Work to complete = Please select every line in the records below that contains the word "query", and copy each of those lines.

Data to use =

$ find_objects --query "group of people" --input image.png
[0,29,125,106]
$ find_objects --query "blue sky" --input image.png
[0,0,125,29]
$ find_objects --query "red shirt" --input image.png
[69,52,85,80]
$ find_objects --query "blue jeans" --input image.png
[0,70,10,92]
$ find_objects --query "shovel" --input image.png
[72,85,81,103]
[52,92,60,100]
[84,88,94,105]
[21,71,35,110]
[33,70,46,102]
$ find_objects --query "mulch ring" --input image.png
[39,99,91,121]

==

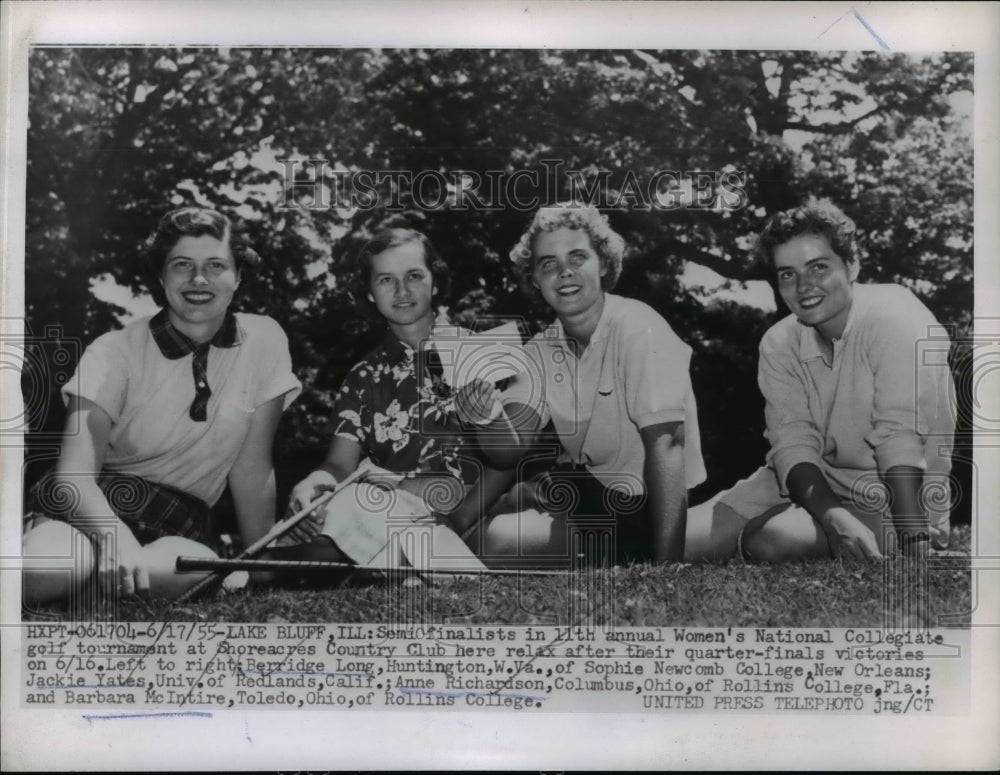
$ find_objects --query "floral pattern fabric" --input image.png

---

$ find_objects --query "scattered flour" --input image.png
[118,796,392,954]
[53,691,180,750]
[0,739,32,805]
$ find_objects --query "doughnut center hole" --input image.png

Exercise response =
$ find_objects --query "group of people" --input image.png
$ find_objects --query "blue sky" --input image.png
$ find_objects --query "red shirt" --input image.png
$ find_objects --query "blue jeans" --input image.png
$ find_objects --query "shovel" --input image.png
$ find_objects --query "mulch ring" --input image.png
$ find_objects --query "floral pattern fabric" --input image.png
$ find_objects --query "scattered flour" --input image.png
$ find_objects --query "doughnut center hole" --input image.png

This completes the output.